----- Passage for review

SINCE hanging up the boots David Mail has brought a different meaning to the phrase ‘journeyman’ as he continues to clock up the miles in a world as far away from football as imaginable.

The former Blackburn Rovers and Hull City defender will watch from afar though as his old sides go head to head in Sunday’s crucial Premier League fixture, praying the wheels don’t come off for either in their remarkable journeys into the game’s promised land.

Now a long-distance lorry driver, the man who admits he ‘has never really followed football’ agonisingly failed to reach the game’s heady heights himself but knows more than most the impact top-flight relegation could have on either club.

A trio of play-off defeats at Ewood Park during the 1980’s left him with no personal experience of playing against England’s best but the collective joy felt in his home city of Hull during their rise from obscurity has left him in no doubt the Premier League is the place to be.

He said: “It is anyone’s ambition to reach the Premier League and so anyone would have felt disappointed to keep missing out the way we did at Rovers.

“The problem was when we got to the run-in after Christmas, other teams were bringing players in but we had no money and so once we got a couple of injuries our form stuttered and we found it almost impossible to get out of that division.

“I suppose that could become one of the big problems for Blackburn if the worst did happen.

"They would not have the money other clubs do in that league and it could become a real struggle to ever get back.

“Other teams have proved once you go down into the Championship, it is not easy to come straight back.

"I know how difficult it was for a club like Blackburn to get themselves there in the first place.”

After almost 250 appearances for Rovers between 1982-1990, the former Aston Villa trainee left Rovers for Hull after the death of his first wife in 1990, with three play-off defeats and a Full Members Cup Wembley win to his name.

His Hull career was spent kicking around in the lower leagues but, since retiring, he has witnessed their meteoric rise to the Premier League and the revival it has had for everyone around him.

“You have to do everything to stay up,” he said. “You look at what has happened at Hull and there is no doubt promotion has breathed new life into the whole city.

"Relegation could have the opposite effect.

“The crowds have got better at Hull and the problem for Blackburn is relegation could lose them even more fans because of the amount of Premier League clubs there are around them.

“This year people have been coming to Hull and boosting the local community and economy, whereas before many people just regarded it as a dead-end place, falsely.

“When I was at Blackburn, in what was the old second division, we regularly played in front of just 5,000 fans.

----------
----- Exercise data

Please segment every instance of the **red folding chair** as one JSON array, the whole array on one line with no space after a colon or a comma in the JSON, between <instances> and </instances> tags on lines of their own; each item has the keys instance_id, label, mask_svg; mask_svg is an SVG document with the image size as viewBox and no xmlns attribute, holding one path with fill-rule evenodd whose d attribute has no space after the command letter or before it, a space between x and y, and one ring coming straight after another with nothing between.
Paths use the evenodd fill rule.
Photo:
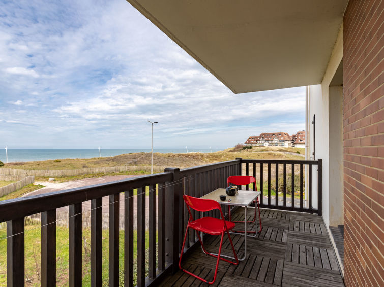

----------

Aim of the task: Pick up the article on former Blackburn Rovers and Hull City defender David Mail at the point where it stops, and carry it forward from its final sentence.

Answer:
"The concern has to be would that return with relegation?”

Mail, 46, with his wife a mad Tigers’ fan, will have mixed emotions on Sunday as he craves for both clubs to lift themselves out of their current mire.

He unashamedly admits he has never been an avid follower of the game, even during his playing career, but insists that does not stop him from caring about two clubs that have played huge parts in his life.

“My wife is a big Hull fan and so is everyone around me,” he said.

“I spent most of my career at Blackburn though so I have great memories of what a family club they were.

"I am just hoping they both stay up.

“To say I don’t care about football would be wrong, after all I am a treasurer of 12 football clubs in Hull at the moment, but I have just never followed the game - I know that sounds strange.

“If you asked me to name more than two current Hull or Blackburn players I would struggle.

"Even when I was a player my managers had to tell me who to mark by numbers, because I just didn’t know the names of any players.

“I don’t watch football, I never have.

"I drive lorries by night now and at the weekend I am involved in kids’ football so I never get a chance to see what is going on really.”

His apparent indifference to the game should not be misunderstood for any complacency over the career he enjoyed, far from it, as he reflects on some memorable times at Ewood Park in the 1980’s.

The Full Members Cup win in 1987 stands out as a particular highlight - although even that was tinged with sadness.

He said: “I never really got to experience the after-match celebrations because I had to leave straight after the game because my wife was ill.

“It was a great day for the club though and its supporters and something that will stay with me.

"I don’t have the winners medal any more, though.

“There was a supporter who worked on Blackburn market with a ‘wasting’ disease and I gave him it.

“My wife now, who is a big football fan, has never forgiven me for that.”